> **Ketentuan Tugas**:
a) Dalam teks tentang rendang, survei oleh siapa yang menobatkan rendang sebagai makanan terlezat pertama di dunia?
b) Tulis ulang bagian teks tentang rendang dari "Kepopuleran rendang bahkan" sampai "pada tahun 1987.", dengan "restoran" diganti menjadi "gerai".

> **Teks Bacaan**:
· · · · ·

Rendang,
makanan yang satu ini selalu muncul di setiap perayaan Idul Fitri. Kuliner asli
suku Minang inilah yang ditengarai menjadi biang dari kenaikan harga daging
yang gila-gilan menjelang akhir Ramadhan. Bagaimana tidak, hampir 90 persen
muslim yang merayakan hari Lebaran pasti menyertakan menu rending ke dalam
daftar masakan wajib di hari kemenangan. Pasokan daging yang sebenarnya juga
tidak menutupi kuota permintaan konsumen menjadi semakin timpang karenanya.
Coba sekarang juga kamu melongok ke meja makan dirumahmu, atau pergi ke rumah
tetangga. Niscaya, makanan coklat kehitaman ini pasti tersaji di meja hidangan.
Kepopuleran rendang bahkan telah melintasi pulau-pulau nusantara bahkan hingga
ke dunia internasional. Yang membanggakan lagi, rendang telah dinobatkan
menjadi makanan terlezat pertama di dunia pada survey yang diselenggarakan oleh
CNN. Karena citarasa yang lezat pula, hidangan asal Sumatera Barat ini pernah
dibuatkan satu menu khusus di restoran burger cepat saji kenamaan asal Amerika
pada tahun 1987.

· · · · ·

> **Entri**:
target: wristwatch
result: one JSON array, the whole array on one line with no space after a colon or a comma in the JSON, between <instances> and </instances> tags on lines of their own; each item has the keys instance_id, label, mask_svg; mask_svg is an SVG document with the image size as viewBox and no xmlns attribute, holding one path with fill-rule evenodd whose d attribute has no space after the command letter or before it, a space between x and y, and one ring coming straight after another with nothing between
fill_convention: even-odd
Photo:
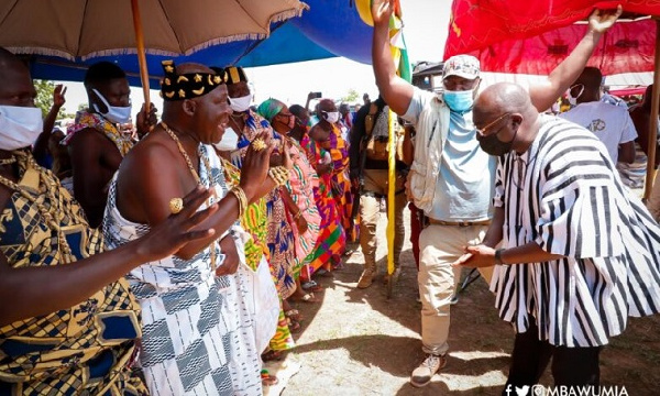
<instances>
[{"instance_id":1,"label":"wristwatch","mask_svg":"<svg viewBox=\"0 0 660 396\"><path fill-rule=\"evenodd\" d=\"M498 265L503 265L504 262L502 261L502 252L504 252L505 249L498 249L495 251L495 264Z\"/></svg>"}]
</instances>

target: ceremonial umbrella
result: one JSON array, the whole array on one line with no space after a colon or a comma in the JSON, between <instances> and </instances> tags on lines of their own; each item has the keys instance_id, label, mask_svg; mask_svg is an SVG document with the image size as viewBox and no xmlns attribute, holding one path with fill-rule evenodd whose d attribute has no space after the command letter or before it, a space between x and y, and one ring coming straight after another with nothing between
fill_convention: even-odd
<instances>
[{"instance_id":1,"label":"ceremonial umbrella","mask_svg":"<svg viewBox=\"0 0 660 396\"><path fill-rule=\"evenodd\" d=\"M262 38L272 22L305 9L298 0L2 0L0 46L69 61L136 53L148 106L145 53L189 55Z\"/></svg>"},{"instance_id":2,"label":"ceremonial umbrella","mask_svg":"<svg viewBox=\"0 0 660 396\"><path fill-rule=\"evenodd\" d=\"M606 32L587 65L604 75L656 72L648 164L654 163L660 87L660 2L647 0L454 0L444 57L476 56L484 72L548 75L588 29L594 8L624 8L624 18ZM647 15L646 18L639 18ZM645 198L651 193L653 167L647 169Z\"/></svg>"}]
</instances>

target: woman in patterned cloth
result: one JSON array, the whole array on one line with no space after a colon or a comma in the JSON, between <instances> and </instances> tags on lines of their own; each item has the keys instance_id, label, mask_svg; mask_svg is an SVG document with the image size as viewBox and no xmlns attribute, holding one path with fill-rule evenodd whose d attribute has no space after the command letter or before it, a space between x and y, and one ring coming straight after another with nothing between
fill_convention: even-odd
<instances>
[{"instance_id":1,"label":"woman in patterned cloth","mask_svg":"<svg viewBox=\"0 0 660 396\"><path fill-rule=\"evenodd\" d=\"M296 117L292 114L283 102L268 99L261 103L257 112L263 116L273 129L282 135L288 134L296 124ZM296 241L296 293L292 299L299 301L315 301L311 294L305 293L300 286L300 271L310 274L309 263L314 260L314 249L317 245L321 217L316 206L314 188L318 187L319 177L309 164L307 155L298 141L284 138L290 144L290 155L294 167L290 170L289 182L286 184L287 191L293 200L289 213L293 215ZM317 289L320 290L320 289Z\"/></svg>"},{"instance_id":2,"label":"woman in patterned cloth","mask_svg":"<svg viewBox=\"0 0 660 396\"><path fill-rule=\"evenodd\" d=\"M341 226L341 215L332 195L332 160L330 153L309 138L307 132L308 114L301 106L294 105L290 111L296 116L296 127L290 136L300 142L309 164L318 175L319 182L314 186L314 198L321 217L317 245L311 252L306 271L300 274L302 287L315 290L318 287L311 276L319 270L332 270L332 257L340 257L345 246L345 234Z\"/></svg>"},{"instance_id":3,"label":"woman in patterned cloth","mask_svg":"<svg viewBox=\"0 0 660 396\"><path fill-rule=\"evenodd\" d=\"M358 231L351 218L353 211L353 195L351 193L351 179L348 175L349 146L346 141L341 136L339 127L336 124L340 114L332 100L322 99L319 102L318 116L319 122L311 128L309 136L314 139L321 148L330 153L332 162L332 196L337 202L337 209L341 217L341 226L345 233L345 240L349 242L355 241ZM343 254L344 251L345 243L343 243L340 254ZM341 266L341 256L333 255L332 264L336 267Z\"/></svg>"},{"instance_id":4,"label":"woman in patterned cloth","mask_svg":"<svg viewBox=\"0 0 660 396\"><path fill-rule=\"evenodd\" d=\"M100 231L31 154L42 133L34 92L24 63L0 48L0 394L146 395L131 369L140 307L123 277L207 238L204 227L188 231L213 212L190 219L210 191L195 190L179 215L103 252Z\"/></svg>"},{"instance_id":5,"label":"woman in patterned cloth","mask_svg":"<svg viewBox=\"0 0 660 396\"><path fill-rule=\"evenodd\" d=\"M243 157L250 143L261 133L268 133L274 140L282 136L273 131L268 121L250 109L252 95L248 86L248 78L242 68L228 67L227 88L233 113L230 116L229 127L239 134L238 151L232 153L232 164L242 168ZM275 165L273 162L272 165ZM268 194L266 209L268 216L268 231L266 244L271 253L271 266L277 277L277 289L283 299L290 297L296 290L296 248L294 244L293 219L287 216L286 204L283 195L285 188L277 188ZM285 311L288 308L285 306Z\"/></svg>"},{"instance_id":6,"label":"woman in patterned cloth","mask_svg":"<svg viewBox=\"0 0 660 396\"><path fill-rule=\"evenodd\" d=\"M206 240L128 276L143 312L140 365L152 395L261 395L255 283L240 254L249 237L237 220L288 172L268 170L273 148L263 134L248 150L239 186L229 189L209 144L229 121L223 74L196 64L175 68L170 61L163 66L163 122L131 150L110 186L108 245L164 221L180 208L177 197L199 185L215 189L207 206L239 205L219 206L205 223L215 230Z\"/></svg>"},{"instance_id":7,"label":"woman in patterned cloth","mask_svg":"<svg viewBox=\"0 0 660 396\"><path fill-rule=\"evenodd\" d=\"M234 135L232 136L231 134ZM228 129L226 130L224 135L222 135L222 140L219 143L213 144L222 161L224 175L229 186L235 186L241 180L241 170L229 161L231 158L231 153L237 150L235 138L235 132ZM245 261L251 268L256 271L261 261L265 260L270 268L272 280L274 282L274 285L276 285L277 277L268 263L271 251L266 245L267 223L266 197L262 197L256 202L250 205L241 218L241 226L252 235L252 239L245 243ZM292 319L285 315L279 292L277 292L277 297L279 299L277 328L275 330L275 336L273 336L268 342L266 352L262 354L264 361L279 359L279 353L282 351L296 346L289 327L293 329L300 327L299 323L292 321ZM289 314L290 316L290 311L287 311L286 314ZM264 376L263 374L262 370L262 383L264 385L274 385L277 383L277 378L274 375Z\"/></svg>"}]
</instances>

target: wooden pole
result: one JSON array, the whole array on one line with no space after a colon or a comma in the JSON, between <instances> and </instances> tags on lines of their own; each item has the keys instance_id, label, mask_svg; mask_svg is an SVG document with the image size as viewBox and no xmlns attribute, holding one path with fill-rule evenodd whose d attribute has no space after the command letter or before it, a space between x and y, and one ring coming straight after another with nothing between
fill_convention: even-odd
<instances>
[{"instance_id":1,"label":"wooden pole","mask_svg":"<svg viewBox=\"0 0 660 396\"><path fill-rule=\"evenodd\" d=\"M135 43L138 44L138 62L140 63L140 80L144 94L144 112L148 117L151 100L148 96L148 70L146 68L146 53L144 52L144 32L142 31L142 19L140 18L139 0L131 0L133 11L133 28L135 30Z\"/></svg>"},{"instance_id":2,"label":"wooden pole","mask_svg":"<svg viewBox=\"0 0 660 396\"><path fill-rule=\"evenodd\" d=\"M656 173L656 146L658 145L658 107L660 107L660 19L656 20L656 58L653 73L653 92L651 97L651 123L649 125L649 146L648 146L648 163L647 177L644 187L644 198L649 199L653 189L653 179Z\"/></svg>"}]
</instances>

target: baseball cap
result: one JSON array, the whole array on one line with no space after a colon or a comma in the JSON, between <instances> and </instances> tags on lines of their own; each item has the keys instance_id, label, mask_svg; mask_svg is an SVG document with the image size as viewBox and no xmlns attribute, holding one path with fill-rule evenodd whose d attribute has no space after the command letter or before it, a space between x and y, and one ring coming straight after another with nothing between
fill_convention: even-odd
<instances>
[{"instance_id":1,"label":"baseball cap","mask_svg":"<svg viewBox=\"0 0 660 396\"><path fill-rule=\"evenodd\" d=\"M459 76L466 79L479 77L479 59L472 55L455 55L444 62L442 79L449 76Z\"/></svg>"}]
</instances>

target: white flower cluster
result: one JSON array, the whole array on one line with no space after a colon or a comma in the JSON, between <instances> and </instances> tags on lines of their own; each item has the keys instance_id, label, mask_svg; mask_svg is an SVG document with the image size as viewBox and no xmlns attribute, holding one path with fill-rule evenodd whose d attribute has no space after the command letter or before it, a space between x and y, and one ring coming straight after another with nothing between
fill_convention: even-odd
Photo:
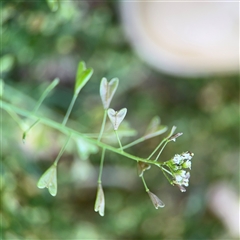
<instances>
[{"instance_id":1,"label":"white flower cluster","mask_svg":"<svg viewBox=\"0 0 240 240\"><path fill-rule=\"evenodd\" d=\"M181 192L185 192L185 187L189 185L190 173L184 169L191 169L191 159L194 156L191 152L176 154L166 165L171 170L173 176L173 184L180 188Z\"/></svg>"}]
</instances>

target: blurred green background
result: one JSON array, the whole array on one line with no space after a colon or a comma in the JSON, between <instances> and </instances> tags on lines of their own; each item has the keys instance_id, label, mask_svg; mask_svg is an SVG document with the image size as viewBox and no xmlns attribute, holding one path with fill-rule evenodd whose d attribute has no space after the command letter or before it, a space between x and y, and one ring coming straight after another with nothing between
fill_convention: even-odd
<instances>
[{"instance_id":1,"label":"blurred green background","mask_svg":"<svg viewBox=\"0 0 240 240\"><path fill-rule=\"evenodd\" d=\"M238 76L185 79L154 71L129 46L114 1L63 1L55 7L57 11L51 11L46 1L1 3L4 100L31 110L49 82L59 77L40 114L61 122L78 62L84 60L94 74L69 126L97 133L103 115L100 80L118 77L111 106L128 108L126 120L139 136L155 115L184 133L166 147L161 160L193 152L190 186L181 193L152 167L145 175L149 188L166 204L155 210L136 163L107 152L102 218L93 209L100 154L85 157L71 141L58 166L58 194L52 197L36 183L65 136L39 124L23 144L22 130L2 111L2 239L238 239L239 218L232 221L231 214L228 218L221 213L239 211ZM161 136L129 152L147 157L160 140Z\"/></svg>"}]
</instances>

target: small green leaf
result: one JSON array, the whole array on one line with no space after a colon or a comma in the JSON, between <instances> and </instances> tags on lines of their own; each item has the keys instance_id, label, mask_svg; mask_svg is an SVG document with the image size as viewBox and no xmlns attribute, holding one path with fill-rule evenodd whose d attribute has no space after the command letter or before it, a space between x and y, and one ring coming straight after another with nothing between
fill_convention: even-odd
<instances>
[{"instance_id":1,"label":"small green leaf","mask_svg":"<svg viewBox=\"0 0 240 240\"><path fill-rule=\"evenodd\" d=\"M102 184L98 184L97 190L97 197L94 205L95 212L98 212L100 216L104 216L104 209L105 209L105 199L104 199L104 192L102 189Z\"/></svg>"},{"instance_id":2,"label":"small green leaf","mask_svg":"<svg viewBox=\"0 0 240 240\"><path fill-rule=\"evenodd\" d=\"M100 97L104 109L109 108L112 98L117 90L118 82L118 78L113 78L110 82L108 82L106 78L102 78L100 83Z\"/></svg>"},{"instance_id":3,"label":"small green leaf","mask_svg":"<svg viewBox=\"0 0 240 240\"><path fill-rule=\"evenodd\" d=\"M60 7L59 0L47 0L48 7L51 9L52 12L56 12Z\"/></svg>"},{"instance_id":4,"label":"small green leaf","mask_svg":"<svg viewBox=\"0 0 240 240\"><path fill-rule=\"evenodd\" d=\"M84 62L78 64L78 70L76 75L74 94L78 95L80 90L85 86L93 74L92 68L87 68Z\"/></svg>"},{"instance_id":5,"label":"small green leaf","mask_svg":"<svg viewBox=\"0 0 240 240\"><path fill-rule=\"evenodd\" d=\"M55 164L48 168L47 171L40 177L37 187L46 187L52 196L57 195L57 166Z\"/></svg>"},{"instance_id":6,"label":"small green leaf","mask_svg":"<svg viewBox=\"0 0 240 240\"><path fill-rule=\"evenodd\" d=\"M139 161L137 164L138 176L142 177L143 173L150 168L151 166L149 164Z\"/></svg>"},{"instance_id":7,"label":"small green leaf","mask_svg":"<svg viewBox=\"0 0 240 240\"><path fill-rule=\"evenodd\" d=\"M108 117L113 125L113 129L116 131L119 127L119 125L121 124L121 122L123 121L123 119L125 118L127 114L127 109L126 108L122 108L119 111L115 111L112 108L108 109Z\"/></svg>"}]
</instances>

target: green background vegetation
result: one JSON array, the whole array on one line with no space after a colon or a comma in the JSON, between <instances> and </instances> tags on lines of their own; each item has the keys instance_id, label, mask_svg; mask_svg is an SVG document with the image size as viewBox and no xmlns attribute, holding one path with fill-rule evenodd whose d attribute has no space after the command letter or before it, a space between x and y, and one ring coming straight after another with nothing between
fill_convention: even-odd
<instances>
[{"instance_id":1,"label":"green background vegetation","mask_svg":"<svg viewBox=\"0 0 240 240\"><path fill-rule=\"evenodd\" d=\"M78 62L84 60L94 74L81 91L69 126L99 132L100 80L118 77L111 107L127 107L126 121L139 136L155 115L184 133L167 145L160 160L187 150L195 154L186 193L169 185L159 169L146 172L150 190L166 204L155 210L137 176L136 163L107 152L102 218L93 209L100 154L85 159L71 141L58 166L58 194L52 197L36 184L66 137L39 124L23 144L21 129L2 111L3 239L233 239L211 211L208 193L218 182L239 191L237 76L185 79L155 72L130 48L114 2L66 1L52 12L45 1L5 1L1 18L1 77L11 86L4 92L6 101L31 110L49 81L59 77L60 84L40 113L61 122ZM129 151L147 157L160 140L161 136ZM222 207L230 206L226 202Z\"/></svg>"}]
</instances>

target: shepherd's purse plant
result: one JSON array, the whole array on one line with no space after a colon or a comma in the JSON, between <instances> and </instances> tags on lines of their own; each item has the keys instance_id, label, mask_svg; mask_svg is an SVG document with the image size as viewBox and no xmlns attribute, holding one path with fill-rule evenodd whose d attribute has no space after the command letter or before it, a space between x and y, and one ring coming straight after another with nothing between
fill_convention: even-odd
<instances>
[{"instance_id":1,"label":"shepherd's purse plant","mask_svg":"<svg viewBox=\"0 0 240 240\"><path fill-rule=\"evenodd\" d=\"M181 132L175 133L176 131L175 126L171 128L171 130L169 131L169 134L159 142L159 144L155 147L155 149L149 154L147 158L129 154L127 151L128 148L165 133L167 131L167 127L160 124L160 118L158 116L154 117L150 121L142 137L128 144L123 145L121 140L124 137L124 133L120 134L119 130L122 122L127 116L127 108L122 108L118 110L110 108L111 101L118 88L118 84L119 84L118 78L113 78L110 81L108 81L104 77L100 82L99 93L100 93L100 99L103 106L103 119L102 119L102 124L99 130L98 136L94 136L91 134L84 134L70 127L67 127L66 124L68 122L69 116L73 109L74 103L81 89L90 80L92 74L93 74L92 68L87 68L83 61L79 63L77 74L76 74L72 101L69 105L66 115L64 116L61 122L56 122L49 118L40 117L37 114L37 111L40 105L42 104L44 99L47 97L48 93L51 90L53 90L54 87L59 83L58 79L55 79L45 89L45 91L42 93L40 99L38 100L36 106L32 111L21 109L13 105L12 103L10 103L8 100L4 99L4 82L3 80L0 80L1 108L6 110L23 129L23 136L22 136L23 142L27 141L27 134L29 130L33 129L34 126L37 124L44 124L66 135L65 144L62 146L57 158L53 161L53 164L40 177L39 181L37 182L37 187L47 188L49 193L52 196L57 195L58 162L61 156L63 155L68 142L70 140L80 138L81 141L83 141L83 144L86 144L86 146L92 147L94 145L97 148L101 149L101 157L99 158L100 167L99 167L99 176L97 181L97 193L96 193L96 201L94 205L94 210L96 212L98 212L101 216L104 216L105 214L105 197L104 197L104 190L102 185L102 172L103 172L103 165L104 165L104 160L107 152L114 152L119 156L136 161L138 176L141 178L145 191L149 195L149 198L152 201L153 206L156 209L164 207L165 204L163 203L163 201L160 200L158 196L156 196L154 193L152 193L149 190L148 185L144 178L144 173L150 170L151 166L155 166L160 169L160 171L163 173L163 175L166 177L166 179L171 185L177 186L181 192L185 192L186 187L188 187L189 185L189 179L190 179L189 171L191 170L191 160L194 154L191 153L190 151L185 151L182 153L175 154L170 159L167 159L165 161L164 160L160 161L161 153L163 152L166 145L170 142L175 142L176 139L182 135ZM26 127L25 124L23 124L24 120L22 117L31 119L32 123ZM114 132L115 134L116 141L118 142L118 146L110 145L106 143L106 141L104 141L104 138L106 137L105 126L107 121L109 121L112 125L112 132Z\"/></svg>"}]
</instances>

· · · · ·

> **Jawaban Latihan**:
a) Survei yang diselenggarakan oleh CNN.

b)
Kepopuleran rendang bahkan telah melintasi pulau-pulau nusantara bahkan hingga
ke dunia internasional. Yang membanggakan lagi, rendang telah dinobatkan
menjadi makanan terlezat pertama di dunia pada survey yang diselenggarakan oleh
CNN. Karena citarasa yang lezat pula, hidangan asal Sumatera Barat ini pernah
dibuatkan satu menu khusus di gerai burger cepat saji kenamaan asal Amerika
pada tahun 1987.